↓↓↓

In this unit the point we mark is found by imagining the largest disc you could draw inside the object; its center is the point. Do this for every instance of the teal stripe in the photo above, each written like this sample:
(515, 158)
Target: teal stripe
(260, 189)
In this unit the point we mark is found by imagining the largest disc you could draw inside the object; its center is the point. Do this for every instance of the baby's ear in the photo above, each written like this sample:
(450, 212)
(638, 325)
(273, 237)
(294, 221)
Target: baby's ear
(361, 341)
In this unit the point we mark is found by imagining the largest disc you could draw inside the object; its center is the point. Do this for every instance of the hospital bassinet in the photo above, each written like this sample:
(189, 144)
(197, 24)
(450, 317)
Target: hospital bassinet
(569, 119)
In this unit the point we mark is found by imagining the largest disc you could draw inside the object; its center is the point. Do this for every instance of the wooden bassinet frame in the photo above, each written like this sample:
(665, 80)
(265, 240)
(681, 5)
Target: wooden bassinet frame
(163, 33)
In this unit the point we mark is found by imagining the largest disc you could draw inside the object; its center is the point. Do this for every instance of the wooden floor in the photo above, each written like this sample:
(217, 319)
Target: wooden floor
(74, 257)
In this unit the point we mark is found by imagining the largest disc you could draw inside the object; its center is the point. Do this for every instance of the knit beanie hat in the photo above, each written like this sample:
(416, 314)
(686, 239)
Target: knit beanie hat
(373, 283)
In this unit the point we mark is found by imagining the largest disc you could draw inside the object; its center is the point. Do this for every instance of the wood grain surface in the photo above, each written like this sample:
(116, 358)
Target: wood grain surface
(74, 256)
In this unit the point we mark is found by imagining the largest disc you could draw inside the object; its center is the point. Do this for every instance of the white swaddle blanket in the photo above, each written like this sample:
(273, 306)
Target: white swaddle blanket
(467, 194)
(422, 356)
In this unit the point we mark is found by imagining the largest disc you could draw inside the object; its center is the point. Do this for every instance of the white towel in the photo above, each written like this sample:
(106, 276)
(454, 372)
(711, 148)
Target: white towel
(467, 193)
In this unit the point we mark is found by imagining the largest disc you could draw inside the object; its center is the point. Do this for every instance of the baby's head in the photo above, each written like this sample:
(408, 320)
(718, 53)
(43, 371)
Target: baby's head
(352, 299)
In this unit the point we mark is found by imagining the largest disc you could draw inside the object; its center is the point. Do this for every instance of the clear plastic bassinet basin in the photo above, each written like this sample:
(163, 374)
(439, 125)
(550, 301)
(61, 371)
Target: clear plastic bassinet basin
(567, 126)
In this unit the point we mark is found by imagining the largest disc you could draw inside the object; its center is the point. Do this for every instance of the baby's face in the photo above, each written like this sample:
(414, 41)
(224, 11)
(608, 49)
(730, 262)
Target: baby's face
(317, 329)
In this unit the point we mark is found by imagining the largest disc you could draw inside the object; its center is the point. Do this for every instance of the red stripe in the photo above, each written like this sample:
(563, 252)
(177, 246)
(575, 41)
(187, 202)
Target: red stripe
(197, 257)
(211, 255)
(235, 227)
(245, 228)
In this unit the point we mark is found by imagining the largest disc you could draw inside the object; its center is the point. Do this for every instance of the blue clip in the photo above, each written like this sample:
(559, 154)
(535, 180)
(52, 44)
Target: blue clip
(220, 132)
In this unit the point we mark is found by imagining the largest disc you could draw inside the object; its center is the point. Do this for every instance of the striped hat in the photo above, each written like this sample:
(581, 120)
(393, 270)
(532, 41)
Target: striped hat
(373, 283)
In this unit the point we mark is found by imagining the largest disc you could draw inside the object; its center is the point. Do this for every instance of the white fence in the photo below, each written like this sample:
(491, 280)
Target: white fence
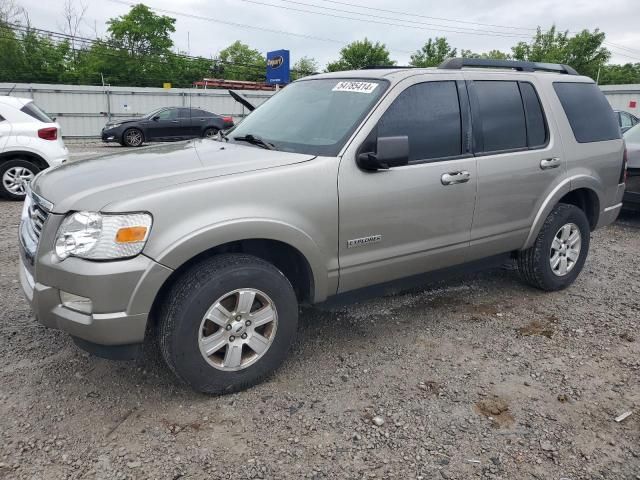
(83, 110)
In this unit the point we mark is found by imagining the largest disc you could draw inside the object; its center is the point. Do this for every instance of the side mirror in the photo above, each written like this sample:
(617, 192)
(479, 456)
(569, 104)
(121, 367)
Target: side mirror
(390, 152)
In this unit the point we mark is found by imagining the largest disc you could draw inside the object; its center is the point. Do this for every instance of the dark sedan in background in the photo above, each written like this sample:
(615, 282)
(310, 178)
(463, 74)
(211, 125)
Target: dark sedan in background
(632, 191)
(165, 124)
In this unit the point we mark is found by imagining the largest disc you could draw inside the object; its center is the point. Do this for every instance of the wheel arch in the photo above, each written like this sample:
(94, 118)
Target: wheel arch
(40, 162)
(287, 258)
(582, 191)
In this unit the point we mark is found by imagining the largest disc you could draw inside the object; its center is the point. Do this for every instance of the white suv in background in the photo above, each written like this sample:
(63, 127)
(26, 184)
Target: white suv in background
(30, 141)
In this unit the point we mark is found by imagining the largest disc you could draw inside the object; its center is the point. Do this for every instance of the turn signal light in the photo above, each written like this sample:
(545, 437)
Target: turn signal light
(131, 234)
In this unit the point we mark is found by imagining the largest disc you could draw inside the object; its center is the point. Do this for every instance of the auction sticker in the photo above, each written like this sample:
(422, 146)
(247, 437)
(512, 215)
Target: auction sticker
(357, 87)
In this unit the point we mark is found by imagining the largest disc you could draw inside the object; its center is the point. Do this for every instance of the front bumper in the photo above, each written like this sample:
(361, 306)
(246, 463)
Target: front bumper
(118, 328)
(632, 193)
(121, 292)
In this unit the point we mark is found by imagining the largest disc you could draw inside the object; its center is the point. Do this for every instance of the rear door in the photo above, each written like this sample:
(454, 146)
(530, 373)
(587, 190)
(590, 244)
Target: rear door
(164, 125)
(519, 159)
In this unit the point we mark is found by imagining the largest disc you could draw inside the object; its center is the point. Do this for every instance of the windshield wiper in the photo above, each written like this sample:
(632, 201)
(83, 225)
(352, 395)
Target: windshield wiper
(255, 140)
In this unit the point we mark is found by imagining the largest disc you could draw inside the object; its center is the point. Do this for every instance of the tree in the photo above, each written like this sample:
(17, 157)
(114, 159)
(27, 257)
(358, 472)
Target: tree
(620, 74)
(241, 62)
(303, 67)
(433, 53)
(584, 51)
(491, 54)
(361, 54)
(73, 17)
(141, 32)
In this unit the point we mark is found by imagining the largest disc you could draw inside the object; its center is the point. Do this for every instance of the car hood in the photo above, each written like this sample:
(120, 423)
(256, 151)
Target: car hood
(94, 183)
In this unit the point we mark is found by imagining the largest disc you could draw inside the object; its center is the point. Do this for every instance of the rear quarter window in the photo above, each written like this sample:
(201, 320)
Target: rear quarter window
(591, 117)
(36, 112)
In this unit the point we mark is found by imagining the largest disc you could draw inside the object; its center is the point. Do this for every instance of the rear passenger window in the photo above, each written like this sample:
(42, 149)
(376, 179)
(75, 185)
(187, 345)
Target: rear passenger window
(501, 115)
(429, 114)
(534, 116)
(589, 114)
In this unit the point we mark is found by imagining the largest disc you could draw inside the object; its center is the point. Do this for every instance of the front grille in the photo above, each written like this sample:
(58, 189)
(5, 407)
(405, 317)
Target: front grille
(33, 224)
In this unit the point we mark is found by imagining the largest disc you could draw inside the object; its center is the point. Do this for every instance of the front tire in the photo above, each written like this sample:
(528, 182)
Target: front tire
(133, 137)
(15, 175)
(556, 258)
(228, 323)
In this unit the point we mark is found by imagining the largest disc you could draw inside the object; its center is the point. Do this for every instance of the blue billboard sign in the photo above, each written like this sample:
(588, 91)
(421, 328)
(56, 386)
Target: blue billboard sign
(278, 67)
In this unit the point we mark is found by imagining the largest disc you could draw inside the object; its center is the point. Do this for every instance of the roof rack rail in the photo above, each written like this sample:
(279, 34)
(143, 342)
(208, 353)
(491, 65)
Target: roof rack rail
(385, 67)
(519, 65)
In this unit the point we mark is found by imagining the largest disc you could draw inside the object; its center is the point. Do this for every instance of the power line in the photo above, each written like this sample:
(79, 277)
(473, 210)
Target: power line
(411, 14)
(396, 19)
(440, 29)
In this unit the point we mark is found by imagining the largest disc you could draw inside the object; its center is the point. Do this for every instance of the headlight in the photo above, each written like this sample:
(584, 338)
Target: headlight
(99, 236)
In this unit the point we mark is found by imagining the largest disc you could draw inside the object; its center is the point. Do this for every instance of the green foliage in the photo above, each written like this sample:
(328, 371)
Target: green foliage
(305, 66)
(583, 51)
(138, 51)
(620, 74)
(360, 54)
(491, 54)
(241, 62)
(141, 32)
(433, 53)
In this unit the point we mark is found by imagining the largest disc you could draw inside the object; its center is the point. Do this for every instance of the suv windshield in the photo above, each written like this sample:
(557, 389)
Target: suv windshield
(312, 116)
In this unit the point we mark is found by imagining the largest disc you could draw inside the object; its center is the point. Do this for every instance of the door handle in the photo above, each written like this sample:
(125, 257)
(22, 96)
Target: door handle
(548, 163)
(453, 178)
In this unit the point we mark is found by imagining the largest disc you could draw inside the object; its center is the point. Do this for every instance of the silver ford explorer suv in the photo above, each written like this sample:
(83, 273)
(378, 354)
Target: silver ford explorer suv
(339, 182)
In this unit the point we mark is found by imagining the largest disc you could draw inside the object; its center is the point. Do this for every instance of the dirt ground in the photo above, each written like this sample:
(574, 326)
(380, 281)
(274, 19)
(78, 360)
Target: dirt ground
(481, 377)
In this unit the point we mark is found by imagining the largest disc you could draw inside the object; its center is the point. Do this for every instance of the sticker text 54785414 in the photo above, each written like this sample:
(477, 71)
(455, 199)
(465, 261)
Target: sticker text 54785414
(357, 87)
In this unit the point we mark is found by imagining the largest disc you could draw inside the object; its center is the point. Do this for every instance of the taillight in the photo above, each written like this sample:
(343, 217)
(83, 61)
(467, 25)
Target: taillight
(49, 133)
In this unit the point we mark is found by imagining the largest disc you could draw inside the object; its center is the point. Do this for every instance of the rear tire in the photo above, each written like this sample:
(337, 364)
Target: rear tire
(556, 258)
(217, 353)
(133, 137)
(15, 175)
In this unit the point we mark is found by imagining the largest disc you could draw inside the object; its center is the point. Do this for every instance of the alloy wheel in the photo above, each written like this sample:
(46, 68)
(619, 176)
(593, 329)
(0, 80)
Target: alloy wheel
(565, 249)
(238, 329)
(16, 179)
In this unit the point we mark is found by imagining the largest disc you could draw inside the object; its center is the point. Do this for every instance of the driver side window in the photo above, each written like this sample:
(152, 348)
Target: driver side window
(429, 114)
(170, 114)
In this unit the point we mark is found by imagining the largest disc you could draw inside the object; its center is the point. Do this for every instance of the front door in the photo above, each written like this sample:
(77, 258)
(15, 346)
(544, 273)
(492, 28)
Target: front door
(164, 125)
(520, 161)
(415, 218)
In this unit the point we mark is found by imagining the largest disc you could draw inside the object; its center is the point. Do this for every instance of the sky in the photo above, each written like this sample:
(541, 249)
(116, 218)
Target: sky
(313, 28)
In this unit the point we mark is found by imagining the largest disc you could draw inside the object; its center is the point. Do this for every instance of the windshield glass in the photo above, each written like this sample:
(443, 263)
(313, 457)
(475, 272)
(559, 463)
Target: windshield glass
(632, 135)
(312, 116)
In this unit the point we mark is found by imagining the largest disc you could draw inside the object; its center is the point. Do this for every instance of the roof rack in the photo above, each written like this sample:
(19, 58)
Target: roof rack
(521, 66)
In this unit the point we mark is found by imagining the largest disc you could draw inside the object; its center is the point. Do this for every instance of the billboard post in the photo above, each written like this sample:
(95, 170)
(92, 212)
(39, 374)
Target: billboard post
(278, 72)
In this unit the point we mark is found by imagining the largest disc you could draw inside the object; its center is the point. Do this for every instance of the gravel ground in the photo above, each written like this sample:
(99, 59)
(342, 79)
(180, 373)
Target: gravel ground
(476, 378)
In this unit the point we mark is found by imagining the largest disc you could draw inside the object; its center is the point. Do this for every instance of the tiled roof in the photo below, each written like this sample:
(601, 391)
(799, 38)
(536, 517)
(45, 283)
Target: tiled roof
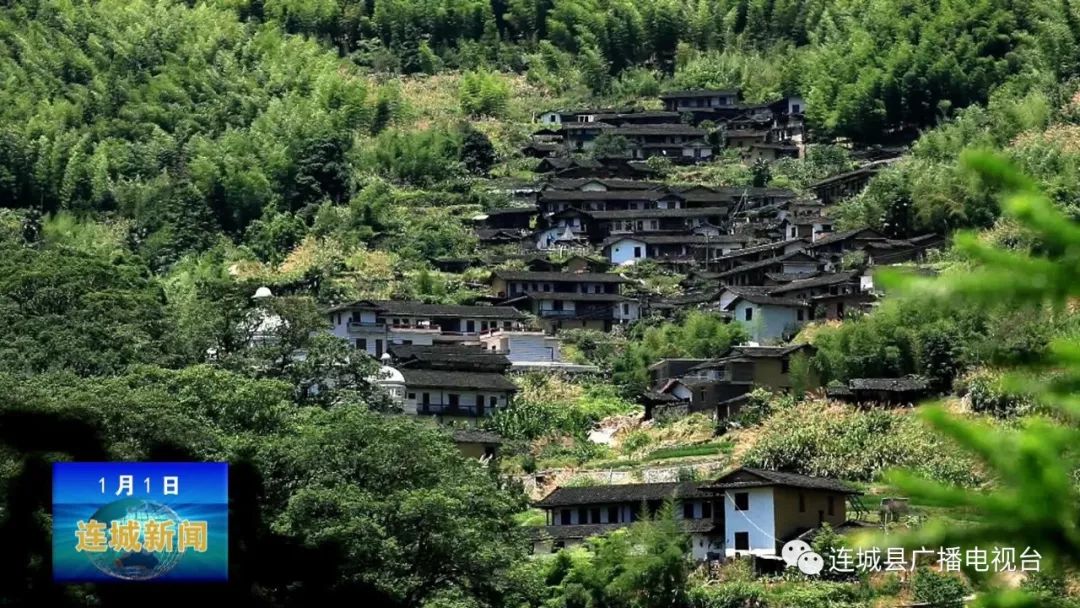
(435, 378)
(561, 277)
(419, 309)
(629, 214)
(905, 383)
(575, 296)
(474, 436)
(761, 477)
(829, 279)
(623, 492)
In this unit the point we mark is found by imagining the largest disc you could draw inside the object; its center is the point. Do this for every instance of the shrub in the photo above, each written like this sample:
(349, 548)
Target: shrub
(937, 589)
(820, 438)
(986, 394)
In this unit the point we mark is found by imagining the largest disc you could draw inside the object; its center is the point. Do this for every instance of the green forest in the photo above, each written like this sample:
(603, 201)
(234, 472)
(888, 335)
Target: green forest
(161, 160)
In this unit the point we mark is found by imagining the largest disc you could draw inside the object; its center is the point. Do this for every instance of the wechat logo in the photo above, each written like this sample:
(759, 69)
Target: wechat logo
(797, 553)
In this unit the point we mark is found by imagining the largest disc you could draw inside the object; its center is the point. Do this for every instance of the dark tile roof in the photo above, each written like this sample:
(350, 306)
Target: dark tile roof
(746, 477)
(602, 194)
(844, 235)
(575, 296)
(768, 300)
(611, 184)
(634, 130)
(764, 262)
(437, 378)
(421, 354)
(698, 93)
(474, 436)
(758, 248)
(561, 277)
(420, 309)
(829, 279)
(628, 214)
(899, 384)
(623, 492)
(586, 530)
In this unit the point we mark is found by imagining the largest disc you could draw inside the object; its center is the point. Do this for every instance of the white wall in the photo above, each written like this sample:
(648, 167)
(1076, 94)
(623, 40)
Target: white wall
(758, 521)
(622, 252)
(768, 323)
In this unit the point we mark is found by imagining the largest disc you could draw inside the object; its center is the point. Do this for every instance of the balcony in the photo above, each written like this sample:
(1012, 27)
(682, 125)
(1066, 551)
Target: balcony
(446, 409)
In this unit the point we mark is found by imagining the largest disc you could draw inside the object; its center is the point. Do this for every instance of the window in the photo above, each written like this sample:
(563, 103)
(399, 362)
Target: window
(742, 541)
(742, 501)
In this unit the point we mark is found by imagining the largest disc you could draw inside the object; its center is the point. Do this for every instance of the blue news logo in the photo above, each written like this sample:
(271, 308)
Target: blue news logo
(140, 522)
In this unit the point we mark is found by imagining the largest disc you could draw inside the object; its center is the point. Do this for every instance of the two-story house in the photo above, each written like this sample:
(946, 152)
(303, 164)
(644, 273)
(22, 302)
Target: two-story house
(763, 510)
(458, 383)
(592, 300)
(374, 325)
(769, 319)
(577, 513)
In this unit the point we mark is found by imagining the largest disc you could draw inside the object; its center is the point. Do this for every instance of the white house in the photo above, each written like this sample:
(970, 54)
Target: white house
(764, 509)
(769, 319)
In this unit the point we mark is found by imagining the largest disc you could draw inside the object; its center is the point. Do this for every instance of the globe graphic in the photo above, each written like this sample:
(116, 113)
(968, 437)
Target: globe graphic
(135, 565)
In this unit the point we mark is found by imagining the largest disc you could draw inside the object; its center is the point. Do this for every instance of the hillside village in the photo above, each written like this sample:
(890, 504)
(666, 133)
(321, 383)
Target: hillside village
(765, 258)
(545, 304)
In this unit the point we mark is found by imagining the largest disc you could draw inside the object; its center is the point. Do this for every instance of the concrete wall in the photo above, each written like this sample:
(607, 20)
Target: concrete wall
(790, 519)
(758, 522)
(622, 252)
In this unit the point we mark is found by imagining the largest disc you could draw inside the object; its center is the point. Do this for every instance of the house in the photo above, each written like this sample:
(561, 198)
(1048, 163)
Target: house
(770, 319)
(530, 351)
(806, 227)
(795, 264)
(772, 151)
(888, 391)
(577, 513)
(715, 384)
(507, 218)
(832, 247)
(839, 187)
(482, 445)
(455, 395)
(763, 510)
(756, 253)
(743, 138)
(567, 299)
(374, 325)
(628, 248)
(701, 105)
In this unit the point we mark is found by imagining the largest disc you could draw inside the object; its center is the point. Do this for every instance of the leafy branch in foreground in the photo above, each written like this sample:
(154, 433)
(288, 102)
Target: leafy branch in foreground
(1034, 500)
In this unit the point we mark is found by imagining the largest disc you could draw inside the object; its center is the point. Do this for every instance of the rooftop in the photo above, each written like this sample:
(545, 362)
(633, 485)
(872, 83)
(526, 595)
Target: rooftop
(559, 277)
(419, 309)
(437, 378)
(623, 492)
(746, 477)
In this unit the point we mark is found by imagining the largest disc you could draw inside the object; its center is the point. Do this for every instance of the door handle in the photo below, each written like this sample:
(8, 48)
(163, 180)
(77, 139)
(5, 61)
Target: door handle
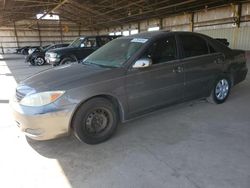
(178, 69)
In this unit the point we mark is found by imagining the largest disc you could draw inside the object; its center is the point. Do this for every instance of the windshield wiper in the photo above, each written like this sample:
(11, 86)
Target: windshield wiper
(95, 64)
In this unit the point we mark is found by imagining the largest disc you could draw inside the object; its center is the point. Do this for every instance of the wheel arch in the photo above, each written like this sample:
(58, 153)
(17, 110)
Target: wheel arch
(72, 56)
(110, 98)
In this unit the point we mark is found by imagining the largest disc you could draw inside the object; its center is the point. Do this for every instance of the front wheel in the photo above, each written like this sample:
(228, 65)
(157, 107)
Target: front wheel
(67, 60)
(95, 121)
(39, 61)
(220, 90)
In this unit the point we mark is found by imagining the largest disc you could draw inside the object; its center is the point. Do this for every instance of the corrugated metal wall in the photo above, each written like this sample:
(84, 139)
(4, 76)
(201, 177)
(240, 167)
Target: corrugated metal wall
(238, 38)
(218, 23)
(43, 33)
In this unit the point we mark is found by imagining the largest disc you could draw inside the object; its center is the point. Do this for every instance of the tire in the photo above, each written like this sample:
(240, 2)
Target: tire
(67, 60)
(95, 121)
(220, 91)
(39, 61)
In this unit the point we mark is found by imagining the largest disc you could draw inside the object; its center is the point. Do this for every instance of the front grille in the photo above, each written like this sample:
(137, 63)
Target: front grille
(19, 96)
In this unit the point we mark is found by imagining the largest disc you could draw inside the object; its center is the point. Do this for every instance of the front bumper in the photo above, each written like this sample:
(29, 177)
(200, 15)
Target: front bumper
(52, 61)
(38, 124)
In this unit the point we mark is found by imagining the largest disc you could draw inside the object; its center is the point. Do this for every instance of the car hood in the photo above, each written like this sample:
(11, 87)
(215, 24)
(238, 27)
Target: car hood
(69, 77)
(62, 50)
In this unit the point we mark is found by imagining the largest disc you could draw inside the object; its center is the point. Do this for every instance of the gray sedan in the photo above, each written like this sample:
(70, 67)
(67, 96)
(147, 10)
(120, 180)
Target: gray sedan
(127, 77)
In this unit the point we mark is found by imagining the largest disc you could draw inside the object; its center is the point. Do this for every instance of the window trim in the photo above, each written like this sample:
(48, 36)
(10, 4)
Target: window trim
(159, 39)
(182, 52)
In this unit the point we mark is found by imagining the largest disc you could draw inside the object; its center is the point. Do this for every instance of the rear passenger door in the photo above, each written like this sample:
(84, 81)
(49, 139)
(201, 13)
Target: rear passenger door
(102, 40)
(159, 84)
(88, 46)
(200, 62)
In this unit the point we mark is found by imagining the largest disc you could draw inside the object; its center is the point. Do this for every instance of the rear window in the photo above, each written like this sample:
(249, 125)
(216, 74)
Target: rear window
(193, 45)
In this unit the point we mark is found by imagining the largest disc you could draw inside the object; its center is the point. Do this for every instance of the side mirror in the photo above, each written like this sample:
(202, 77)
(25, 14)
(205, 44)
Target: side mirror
(142, 63)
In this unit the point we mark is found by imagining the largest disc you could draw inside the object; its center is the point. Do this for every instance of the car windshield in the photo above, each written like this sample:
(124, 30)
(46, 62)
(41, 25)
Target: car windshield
(76, 42)
(47, 47)
(115, 53)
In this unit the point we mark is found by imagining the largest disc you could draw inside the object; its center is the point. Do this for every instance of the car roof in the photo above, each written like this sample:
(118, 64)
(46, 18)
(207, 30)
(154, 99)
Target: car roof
(154, 34)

↑↑↑

Among the records, find every line with the word "below" and copy it.

In this unit the point we mark is found by imagining the largest disc you could draw inside the object; its center is the point. Do this for every instance of the white fence in the photo below, each written like this sample:
In this unit the point we mark is found by imagining the largest disc you could draw inside the object; its center is the point. Do this for every instance of the tiled roof in the photo below, each written like this sample:
In this unit the point we mark is found by imagining the largest disc you could draw inside the object; its center is the point. Do this for every instance of the door handle in the photo below, each written like this sample:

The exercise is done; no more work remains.